▶ _SHORT EXERCISE_: Quote the forum thread about hunting attire word for word, starting with "His boots dont" and going on through "to the contrary.".

▶ _TEXT_:

# Whiskey Tango Foxtrot



## sneakygroundbuzzard (Nov 1, 2012)

i can understand the make up, to look good on camera

but why the need for camo when hunting at night

wouldnt all black be more appropriate?


----------



## texaspredatorhunter (Aug 14, 2014)

Haha! I guess that's how the hoochies roll in Texas!


----------



## prairiewolf (Feb 19, 2012)

Another example that TV hunting shows are all about their sponsors selling stuff and I dont believe in half of what they say to do, lol

and again I say you dont need camo, Mark just called in 3 coyotes and 2 bobcats in mid day wearing dress clothes, lol


----------



## Jonbnks (Jan 21, 2012)

To those girls, putting on makeup is probably like having their cell phones. Just something they always have to have. They are there to look good and hopefully have the animals show up right in front of them for the cameras. About time to start recording the shows so you can skip past the annoying parts, plus all the stupid commercials.


----------



## Boxerboxer (Aug 6, 2015)

Worth keeping in mind that with TV the people you see on screen rarely have much control over what's going on, including but not limited to clothes, makeup, what they're doing/saying, etc.

Totally agree the makeup is silly, except that on a TV hunt no one is JUST there to hunt.

Sent from my iPhone using Tapatalk


----------



## Rick Howard (Feb 25, 2012)

I forgot makeup


----------



## prairiewolf (Feb 19, 2012)

Is that the same pic, or did you lose another one, lol


----------



## Rick Howard (Feb 25, 2012)

same pic. I have not missed since. Even killed a couple with tumbling bullets lol. Anything to not wear the dress again. My hunting partner owes us a dress pic though. He missed one a few weeks ago while we were out.


----------



## catcapper (Feb 11, 2010)

Hollywood will be call'in ya soon.lol.

awprint:


----------



## Rick Howard (Feb 25, 2012)

No worry. I have caller ID.


----------



## 220swift (Mar 2, 2011)

next thing we know Rick will be changing from Red Hat Calls to Flowery Dress Calls.........lol


----------



## prairiewolf (Feb 19, 2012)

His boots dont match the dress though, think he needs to be in high heels, lol


----------



## Rick Howard (Feb 25, 2012)

Lol I have not missed since.

For the record. My hunting buddy and I came up with a rule: if you miss you have to wear a dress for the next stand. A photo will be taken. Photo will be posted online for better humiliation factor. The rules are that it has to be a clean miss. If the animal is running away per a prior miss or busted us or whatever caused it to be running it does not count as a miss. If there is a shot and no recovery than its a clean miss unless we find evidence to the contrary.

▶ _SOURCE EXCERPT_:

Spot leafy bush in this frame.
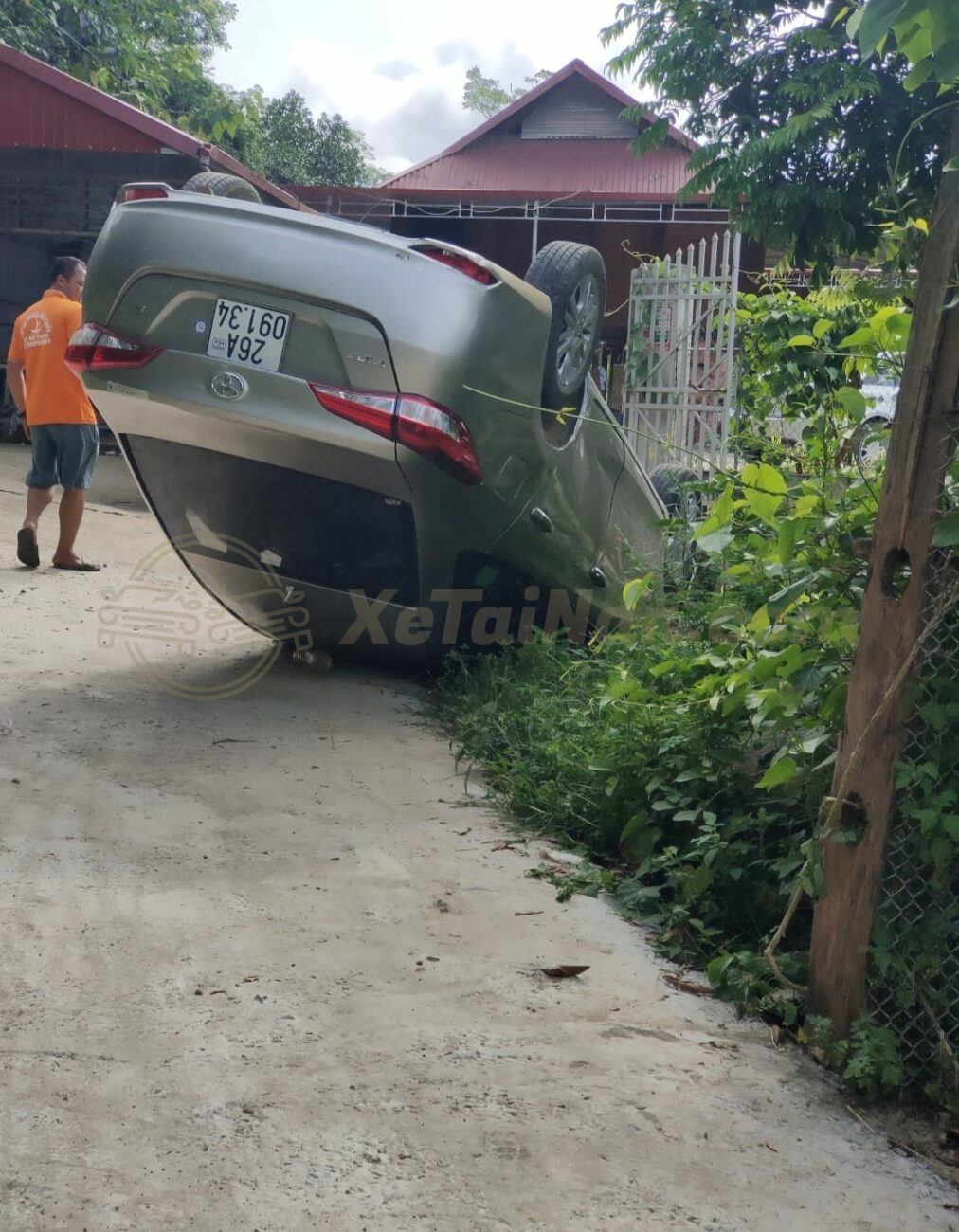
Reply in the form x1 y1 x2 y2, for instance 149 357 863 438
439 287 946 1096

▶ _SOLUTION_:
His boots dont match the dress though, think he needs to be in high heels, lol


----------



## Rick Howard (Feb 25, 2012)

Lol I have not missed since.

For the record. My hunting buddy and I came up with a rule: if you miss you have to wear a dress for the next stand. A photo will be taken. Photo will be posted online for better humiliation factor. The rules are that it has to be a clean miss. If the animal is running away per a prior miss or busted us or whatever caused it to be running it does not count as a miss. If there is a shot and no recovery than its a clean miss unless we find evidence to the contrary.